DOCUMENT SEGMENT ->
++++++++++

Had the proposal gone to a vote at the shareholder meeting on Wednesday, Mr. Einhorn would likely have lost and the charter would have been amended. So he took a different tactic. He sued.

In the complaint, Greenlight Capital claimed that Apple’s proposal violated the unbundling rules of the Securities and Exchange Commission, which require that a shareholder ballot must “identify clearly and impartially each separate matter intended to be acted upon, whether or not related.” The rules also dictate that a “person solicited is afforded an opportunity to specify by boxes a choice between approval or disapproval of, or abstention with respect to each separate matter referred to therein as intended to be acted upon.” They are known as the unbundling rules because they effectively require that shareholders be allowed to separately express their views to the board without being coerced into voting for issues they would not support.

If you are not up to speed on these rules, you are not alone. There have only been a few court cases on the issue, and very little S.E.C. guidance on what constitutes bundling.

The only major guidance is an S.E.C. release from 2004 about bundling in votes on mergers. In that release, the S.E.C. indicated that bundling would occur where approval on a merger was grouped with approval of a material change to a company’s certificate of incorporation.

From this S.E.C. guidance, bundling appears to refer to two substantive matters lumped together.

On that basis, Mr. Einhorn’s complaint is not frivolous. Apple had combined a number of proposals as one – and even described them as separate in its proxy.

But the flip side of this argument was the one made by Apple itself – that this was merely an amendment to a certificate, which had the effect of enacting several changes to the charter. And Apple had the side of practice, if not precedent. Companies amend their certificates all the time, changing numerous terms in one vote.

While the judge struggled with the lack of precedent on the issue, he ultimately ruled for Mr. Einhorn. In doing so, he relied on a treatise that cited unwritten S.E.C. guidance from before 1999. The treatise stated that aggregating separate charter amendments – if material – would constitute bundling. The judge stated:

Given the language and purpose of the rules, it is plain to the Court that Proposal No. 2 impermissibly bundles “separate matters” for shareholder consideration. Even ignoring the mere formulation of Proposal No. 2 as four distinct changes, which “alone suggests the[ir] separability,” the present bundling of items forces shareholders, including Greenlight and Gralnick, to “approve or disapprove a package of items and thus approve [or disapprove] matters they [would] not if presented independently.”

++++++++++

DATA PROVIDED ->
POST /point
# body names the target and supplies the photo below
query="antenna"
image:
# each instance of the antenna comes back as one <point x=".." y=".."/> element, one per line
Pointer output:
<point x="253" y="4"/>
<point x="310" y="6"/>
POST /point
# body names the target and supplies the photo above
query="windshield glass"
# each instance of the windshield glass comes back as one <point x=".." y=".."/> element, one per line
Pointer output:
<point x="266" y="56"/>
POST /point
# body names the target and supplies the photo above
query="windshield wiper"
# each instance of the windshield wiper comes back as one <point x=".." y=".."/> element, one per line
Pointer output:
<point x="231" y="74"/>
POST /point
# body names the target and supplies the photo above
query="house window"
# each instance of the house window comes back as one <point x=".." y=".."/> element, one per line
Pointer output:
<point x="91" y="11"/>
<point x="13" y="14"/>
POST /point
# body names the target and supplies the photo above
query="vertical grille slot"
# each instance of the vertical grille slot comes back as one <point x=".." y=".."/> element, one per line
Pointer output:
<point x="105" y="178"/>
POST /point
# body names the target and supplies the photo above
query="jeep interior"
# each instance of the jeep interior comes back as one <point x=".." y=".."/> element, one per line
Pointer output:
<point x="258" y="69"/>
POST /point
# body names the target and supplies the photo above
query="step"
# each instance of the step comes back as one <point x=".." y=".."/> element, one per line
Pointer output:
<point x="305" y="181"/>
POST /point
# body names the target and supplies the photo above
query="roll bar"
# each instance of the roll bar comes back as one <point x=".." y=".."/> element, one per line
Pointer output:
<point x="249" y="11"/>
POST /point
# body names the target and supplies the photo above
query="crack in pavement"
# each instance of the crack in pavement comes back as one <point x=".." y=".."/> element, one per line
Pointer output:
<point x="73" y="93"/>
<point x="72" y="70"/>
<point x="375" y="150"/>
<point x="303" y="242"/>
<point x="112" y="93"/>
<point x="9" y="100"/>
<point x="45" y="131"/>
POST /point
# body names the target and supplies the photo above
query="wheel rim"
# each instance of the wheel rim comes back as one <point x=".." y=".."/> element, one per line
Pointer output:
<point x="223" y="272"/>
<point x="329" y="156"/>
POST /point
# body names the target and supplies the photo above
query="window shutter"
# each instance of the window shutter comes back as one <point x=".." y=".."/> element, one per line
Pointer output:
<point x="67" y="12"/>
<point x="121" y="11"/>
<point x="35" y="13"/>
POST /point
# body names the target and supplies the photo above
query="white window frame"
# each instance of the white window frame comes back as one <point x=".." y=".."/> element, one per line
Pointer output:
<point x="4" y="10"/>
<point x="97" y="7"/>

++++++++++

THINGS TO DO ->
A) In two sentences, what does the article on Greenlight Capital's lawsuit over Apple's shareholder proposal say?
B) Can you reproduce the stretch from "The only major" through "certificate of incorporation." in the article on Greenlight Capital's lawsuit over Apple's proposal?
C) According to the article on Greenlight Capital's lawsuit over Apple's proposal, in what year did the S.E.C. issue its only major release on bundling?

ANSWERS FOR THE EXERCISE ->
A) Facing a likely loss in the shareholder vote, Mr. Einhorn sued, and Greenlight Capital's complaint claimed that Apple's proposal violated the S.E.C.'s unbundling rules, which require that shareholders be able to vote separately on each separate matter. Although there was little precedent and Apple argued that the proposal was merely a single amendment to its certificate, the judge ruled for Mr. Einhorn, finding that the proposal impermissibly bundled separate matters.

B)
The only major guidance is an S.E.C. release from 2004 about bundling in votes on mergers. In that release, the S.E.C. indicated that bundling would occur where approval on a merger was grouped with approval of a material change to a company’s certificate of incorporation.

C) 2004